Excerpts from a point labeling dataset
+++++
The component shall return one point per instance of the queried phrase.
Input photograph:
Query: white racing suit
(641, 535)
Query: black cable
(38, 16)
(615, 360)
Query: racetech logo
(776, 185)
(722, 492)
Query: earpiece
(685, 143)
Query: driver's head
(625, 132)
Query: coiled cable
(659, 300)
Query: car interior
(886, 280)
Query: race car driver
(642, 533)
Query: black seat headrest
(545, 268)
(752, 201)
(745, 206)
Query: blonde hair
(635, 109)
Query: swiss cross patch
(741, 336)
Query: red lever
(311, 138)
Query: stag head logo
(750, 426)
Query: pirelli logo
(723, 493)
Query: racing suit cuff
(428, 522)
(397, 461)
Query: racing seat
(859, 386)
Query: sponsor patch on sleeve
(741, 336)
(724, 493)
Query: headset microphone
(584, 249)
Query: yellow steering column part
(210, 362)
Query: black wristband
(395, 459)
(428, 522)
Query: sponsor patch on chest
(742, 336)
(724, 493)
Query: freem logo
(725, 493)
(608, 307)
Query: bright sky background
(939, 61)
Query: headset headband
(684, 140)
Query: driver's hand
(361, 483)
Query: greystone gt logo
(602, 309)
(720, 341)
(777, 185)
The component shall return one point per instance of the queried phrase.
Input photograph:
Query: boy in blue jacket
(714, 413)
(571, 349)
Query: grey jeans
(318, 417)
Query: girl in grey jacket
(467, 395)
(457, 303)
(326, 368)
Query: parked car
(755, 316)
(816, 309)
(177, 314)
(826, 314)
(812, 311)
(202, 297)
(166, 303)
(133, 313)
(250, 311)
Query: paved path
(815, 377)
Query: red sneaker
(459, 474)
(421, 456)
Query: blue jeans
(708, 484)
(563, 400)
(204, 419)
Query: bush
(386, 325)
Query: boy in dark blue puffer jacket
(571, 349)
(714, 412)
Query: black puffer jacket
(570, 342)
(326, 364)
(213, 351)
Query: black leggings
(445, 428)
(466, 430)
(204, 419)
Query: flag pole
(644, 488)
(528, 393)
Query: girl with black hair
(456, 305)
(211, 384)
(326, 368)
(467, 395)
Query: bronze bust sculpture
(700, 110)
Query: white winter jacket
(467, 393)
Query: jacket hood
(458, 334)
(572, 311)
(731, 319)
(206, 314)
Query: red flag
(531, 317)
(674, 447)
+++++
→ **Short problem**:
Render every line of the records above as a Markdown table with two columns, Row and Line. Number each row and leave out blank lines.

→ **Answer to the problem**:
| Row | Line |
|---|---|
| 1 | The component shall return one point per instance of the queried phrase. |
| 2 | Input photograph: |
| 3 | Query: white racing suit |
| 4 | (641, 535) |
| 5 | Query: black cable |
| 6 | (38, 16) |
| 7 | (615, 360) |
| 8 | Query: racetech logo |
| 9 | (776, 185) |
| 10 | (722, 492) |
| 11 | Query: earpiece |
| 12 | (685, 143) |
| 13 | Query: driver's head |
| 14 | (625, 132) |
| 15 | Query: coiled cable |
| 16 | (659, 300) |
| 17 | Query: car interior |
| 18 | (886, 280) |
| 19 | Query: race car driver |
| 20 | (642, 533) |
| 21 | Query: black seat headrest |
| 22 | (545, 268) |
| 23 | (752, 201) |
| 24 | (745, 206) |
| 25 | Query: blonde hair |
| 26 | (635, 109) |
| 27 | Query: swiss cross patch |
| 28 | (741, 336) |
| 29 | Query: red lever |
| 30 | (311, 138) |
| 31 | Query: stag head logo |
| 32 | (750, 426) |
| 33 | Query: pirelli logo |
| 34 | (723, 493) |
| 35 | Query: racing suit cuff |
| 36 | (428, 522) |
| 37 | (397, 461) |
| 38 | Query: racing seat |
| 39 | (859, 386) |
| 40 | Query: sponsor patch on sleeve |
| 41 | (741, 336) |
| 42 | (724, 493) |
| 43 | Query: headset microphone |
| 44 | (584, 249) |
| 45 | Query: yellow steering column part |
| 46 | (210, 362) |
| 47 | Query: black wristband |
| 48 | (395, 459) |
| 49 | (428, 522) |
| 50 | Query: sponsor patch on chest |
| 51 | (742, 336) |
| 52 | (724, 493) |
| 53 | Query: freem logo |
| 54 | (725, 493) |
| 55 | (608, 307) |
| 56 | Query: bright sky background |
| 57 | (939, 61) |
| 58 | Query: headset headband |
| 59 | (684, 140) |
| 60 | Query: driver's hand |
| 61 | (361, 483) |
| 62 | Query: greystone gt logo |
| 63 | (602, 309) |
| 64 | (720, 341) |
| 65 | (777, 185) |
| 66 | The component shall return one point per instance of the queried phrase. |
| 67 | Input photograph: |
| 68 | Query: boy in blue jacket |
| 69 | (714, 413) |
| 70 | (571, 349) |
| 71 | Query: grey jeans |
| 72 | (318, 417) |
| 73 | Query: girl in grey jacket |
| 74 | (467, 395) |
| 75 | (457, 303) |
| 76 | (326, 368) |
| 77 | Query: parked car |
| 78 | (755, 316) |
| 79 | (816, 309) |
| 80 | (177, 314) |
| 81 | (826, 314) |
| 82 | (812, 311) |
| 83 | (202, 297) |
| 84 | (166, 303) |
| 85 | (133, 313) |
| 86 | (250, 311) |
| 87 | Query: paved path |
| 88 | (815, 377) |
| 89 | Query: red sneaker |
| 90 | (459, 474) |
| 91 | (421, 456) |
| 92 | Query: blue jeans |
| 93 | (708, 484) |
| 94 | (563, 400) |
| 95 | (204, 419) |
| 96 | Query: bush |
| 97 | (386, 325) |
| 98 | Query: boy in dark blue puffer jacket |
| 99 | (571, 349) |
| 100 | (714, 412) |
| 101 | Query: black puffer jacket |
| 102 | (570, 342) |
| 103 | (326, 364) |
| 104 | (213, 351) |
| 105 | Query: black leggings |
| 106 | (445, 428) |
| 107 | (466, 430) |
| 108 | (204, 419) |
| 109 | Query: flag pole |
| 110 | (644, 488) |
| 111 | (528, 393) |
| 112 | Query: girl with black hair |
| 113 | (456, 305) |
| 114 | (211, 384) |
| 115 | (326, 368) |
| 116 | (467, 395) |
| 117 | Query: bronze bust sculpture |
| 118 | (700, 110) |
| 119 | Query: white winter jacket |
| 120 | (467, 393) |
| 121 | Query: jacket hood |
| 122 | (458, 334) |
| 123 | (572, 311) |
| 124 | (731, 319) |
| 125 | (206, 314) |
| 126 | Query: red flag |
| 127 | (531, 317) |
| 128 | (674, 447) |